→ **WHAT YOU WILL DO**:
Transcribe the passage of the IVF column word for word, starting at "Baby-making has become" and ending at "raising a child.".

→ **TEXT FOR ANALYSIS**:
Content starts

Miranda Sawyer 

Upfront: Bucking the IVF stats

You can move heaven and earth to get pregnant, but ultimately what your body does is out of your hands
  
  


It is hard to make jokes about IVF. Not because the procedure isn't funny - pretty much all medical treatments have comedy value, especially ones involving those wriggly corporeal fall guys, spermatozoa - but because, for the people who undertake in vitro fertilisation, it's a horrendously serious business. And horrendously expensive. At the moment the NHS will only offer "up to" three free IVF cycles (and there's a waiting list, as there's not enough eggs and sperm to go round, as the HFEA pointed out this week). After that, it's down to you and your bank balance. At £5,000 a go, with a success rate that is only 31% for women under 35, plunging to around 4% for women over 42, it's the medical equivalent of investing in moon property. But that doesn't stop people like Delina and Simon Tree, who spent £64,000 on IVF over 10 years. They finally had a daughter last year, on their 15th attempt. They had been told they had a 5% chance of conceiving.

Statistically, IVF is well ropey. It's like playing poker when you're prone to giggles. Or marrying Mark "Mr Kerry Katona" Croft. You shouldn't bother because odds are you'll end up very disappointed and very, very skint. But statistics don't tell the whole story. Percentages don't take account of the extremes, of the absolute difference in discovering you fall within one mathematical probability or another. The likelihood of dying in a plane crash is statistically trifling - but when you're plummeting to earth with only Marley & Me to distract you, there's small comfort in knowing that you've upped the survival chances of everyone who booked on the next flight.

IVF's 30% success rate sounds OK. But it's not as if all IVF users end up with a third of a child, as though everyone goes home knowing that, for at least two days a week, they will be parents. Seventy per cent get nothing. Thirty per cent get it all. Thus, despite the stark, incontrovertible numbers, I have no problems with anyone who wishes to cough up for private IVF treatment.

I think it's fine to pay people who donate sperm and eggs, as was suggested this week by the HFEA. Donating either is a serious commitment involving inconvenience, pain and, now donor anonymity has been abolished, the possibility that in 20 years' time you'll be tracked down by a snivelling ingrate who blames you for their rotten life. And so what if people want to go abroad to get treatment? Let them. Only they can know how far they will go - how much they'll spend, how much stress and disappointment they can handle - in order to become a parent.

Baby-making has become so stressful, such a touchy topic, that it's hard to bring it up even among friends. I have mates who have spent their entire savings on unsuccessful IVF and those who don't want children at all. Those who have been making sweet, legs-akimbo, upside-down, sod-your-meeting-we-need-to-do-it-NOW love for two years and those who got up the duff by mistake. I know women who've popped Radiant Wonder and folic acid and special DNA to get pregnant, those who hit the menopause early, and those who haven't yet met someone with whom they'd even consider raising a child.

Content ends

[Saved entries]
Content starts

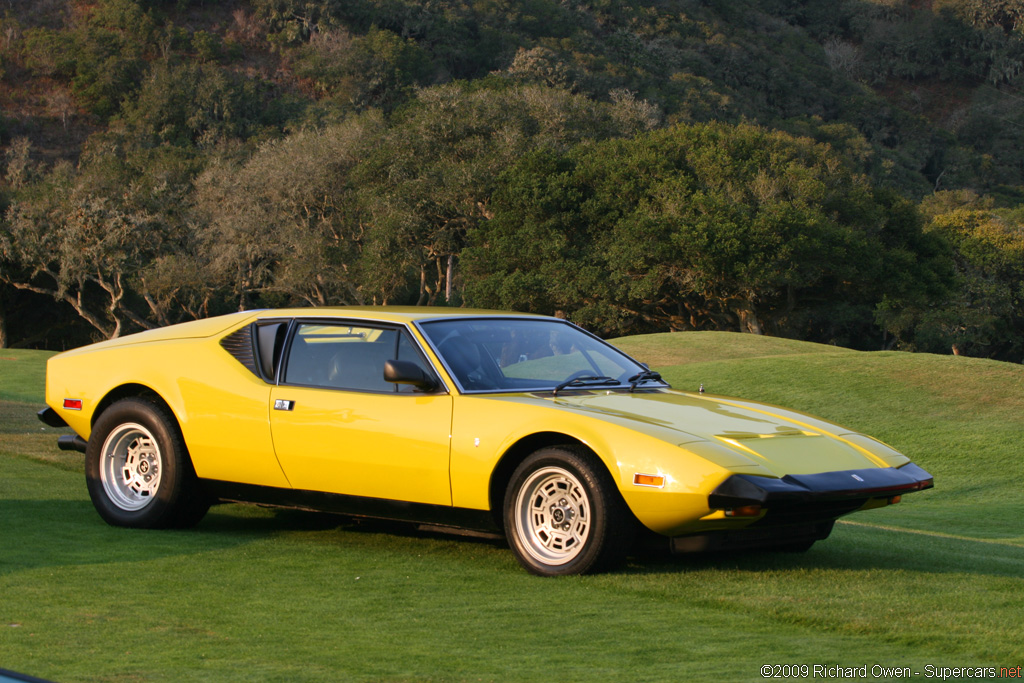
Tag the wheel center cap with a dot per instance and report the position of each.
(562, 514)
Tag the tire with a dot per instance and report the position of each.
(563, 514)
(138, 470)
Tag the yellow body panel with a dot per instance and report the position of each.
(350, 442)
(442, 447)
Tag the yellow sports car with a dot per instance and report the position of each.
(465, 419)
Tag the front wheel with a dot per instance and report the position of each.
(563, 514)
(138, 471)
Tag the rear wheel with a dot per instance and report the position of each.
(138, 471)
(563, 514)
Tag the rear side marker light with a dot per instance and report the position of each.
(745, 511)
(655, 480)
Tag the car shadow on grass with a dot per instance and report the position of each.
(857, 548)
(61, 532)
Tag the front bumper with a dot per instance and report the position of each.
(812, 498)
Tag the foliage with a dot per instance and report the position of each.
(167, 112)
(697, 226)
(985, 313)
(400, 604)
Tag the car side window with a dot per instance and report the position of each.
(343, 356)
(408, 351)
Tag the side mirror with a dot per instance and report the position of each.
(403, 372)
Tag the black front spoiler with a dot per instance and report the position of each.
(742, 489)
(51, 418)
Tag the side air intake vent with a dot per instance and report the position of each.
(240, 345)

Content ends
Content starts

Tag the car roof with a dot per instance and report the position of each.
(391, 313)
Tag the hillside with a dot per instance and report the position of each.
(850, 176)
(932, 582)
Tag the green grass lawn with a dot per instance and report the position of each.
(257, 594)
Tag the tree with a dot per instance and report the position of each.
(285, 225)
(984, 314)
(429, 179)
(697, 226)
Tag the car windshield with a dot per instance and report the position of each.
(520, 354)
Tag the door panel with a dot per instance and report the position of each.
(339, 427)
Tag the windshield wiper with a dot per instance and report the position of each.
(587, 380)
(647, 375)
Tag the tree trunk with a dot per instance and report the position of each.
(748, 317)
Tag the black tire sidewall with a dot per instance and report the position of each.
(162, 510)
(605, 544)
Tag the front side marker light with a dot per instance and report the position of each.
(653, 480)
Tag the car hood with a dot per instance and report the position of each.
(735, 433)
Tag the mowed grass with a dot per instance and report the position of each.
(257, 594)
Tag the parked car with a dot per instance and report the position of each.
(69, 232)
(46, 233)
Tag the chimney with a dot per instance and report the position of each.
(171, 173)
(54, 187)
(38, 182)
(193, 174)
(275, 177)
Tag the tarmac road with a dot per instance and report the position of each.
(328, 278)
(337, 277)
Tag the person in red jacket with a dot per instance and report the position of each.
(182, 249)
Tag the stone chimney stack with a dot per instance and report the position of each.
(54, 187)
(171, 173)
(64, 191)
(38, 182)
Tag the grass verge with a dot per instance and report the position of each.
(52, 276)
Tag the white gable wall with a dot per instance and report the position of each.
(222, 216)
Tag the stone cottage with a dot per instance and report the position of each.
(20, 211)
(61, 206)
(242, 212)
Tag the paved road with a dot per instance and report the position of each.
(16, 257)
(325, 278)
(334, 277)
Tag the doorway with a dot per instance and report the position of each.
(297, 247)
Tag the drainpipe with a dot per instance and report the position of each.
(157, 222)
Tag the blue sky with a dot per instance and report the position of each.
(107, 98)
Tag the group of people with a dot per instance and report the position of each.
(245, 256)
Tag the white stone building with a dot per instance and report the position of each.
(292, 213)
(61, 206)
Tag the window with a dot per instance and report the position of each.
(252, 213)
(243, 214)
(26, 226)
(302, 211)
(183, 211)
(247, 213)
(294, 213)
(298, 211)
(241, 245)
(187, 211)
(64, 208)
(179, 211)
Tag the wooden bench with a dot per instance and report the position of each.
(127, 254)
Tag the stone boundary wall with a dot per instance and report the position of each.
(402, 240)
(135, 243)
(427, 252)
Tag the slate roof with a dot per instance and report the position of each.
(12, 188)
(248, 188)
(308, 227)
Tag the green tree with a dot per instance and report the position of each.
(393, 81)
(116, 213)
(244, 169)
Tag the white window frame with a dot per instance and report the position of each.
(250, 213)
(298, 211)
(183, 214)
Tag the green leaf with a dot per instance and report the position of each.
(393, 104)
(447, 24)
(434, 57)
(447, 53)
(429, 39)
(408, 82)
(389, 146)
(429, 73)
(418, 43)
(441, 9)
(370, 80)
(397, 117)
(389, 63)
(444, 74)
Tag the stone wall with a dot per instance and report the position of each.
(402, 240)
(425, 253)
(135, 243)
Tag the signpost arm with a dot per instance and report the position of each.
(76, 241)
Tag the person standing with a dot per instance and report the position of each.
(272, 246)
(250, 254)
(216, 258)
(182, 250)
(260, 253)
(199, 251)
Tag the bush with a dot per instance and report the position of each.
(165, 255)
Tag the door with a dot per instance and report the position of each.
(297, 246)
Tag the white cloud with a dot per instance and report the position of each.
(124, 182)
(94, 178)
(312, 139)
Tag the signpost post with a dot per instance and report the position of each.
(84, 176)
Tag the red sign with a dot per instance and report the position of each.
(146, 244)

Content ends
Content starts

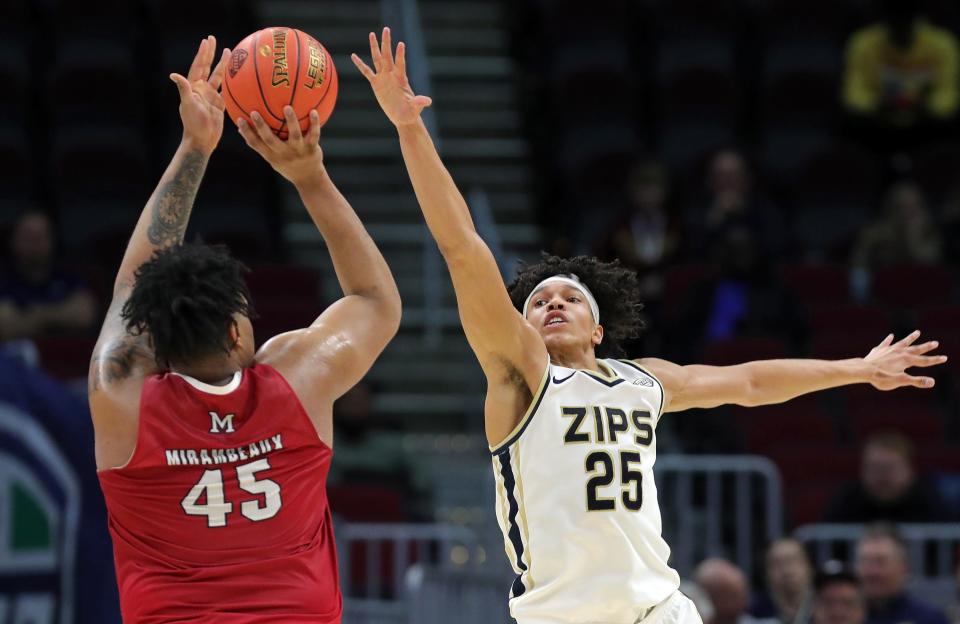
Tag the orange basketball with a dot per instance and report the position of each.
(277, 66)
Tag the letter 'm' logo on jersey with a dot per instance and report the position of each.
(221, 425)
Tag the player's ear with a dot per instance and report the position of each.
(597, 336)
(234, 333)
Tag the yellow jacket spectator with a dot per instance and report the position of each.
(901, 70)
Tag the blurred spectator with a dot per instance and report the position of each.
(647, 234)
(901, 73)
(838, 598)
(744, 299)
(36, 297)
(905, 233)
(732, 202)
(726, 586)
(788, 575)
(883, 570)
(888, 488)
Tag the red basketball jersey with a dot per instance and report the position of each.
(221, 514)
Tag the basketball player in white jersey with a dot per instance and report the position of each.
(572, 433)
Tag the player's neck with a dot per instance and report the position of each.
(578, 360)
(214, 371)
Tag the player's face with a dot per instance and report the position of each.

Content ends

→ **SOLUTION**:
Baby-making has become so stressful, such a touchy topic, that it's hard to bring it up even among friends. I have mates who have spent their entire savings on unsuccessful IVF and those who don't want children at all. Those who have been making sweet, legs-akimbo, upside-down, sod-your-meeting-we-need-to-do-it-NOW love for two years and those who got up the duff by mistake. I know women who've popped Radiant Wonder and folic acid and special DNA to get pregnant, those who hit the menopause early, and those who haven't yet met someone with whom they'd even consider raising a child.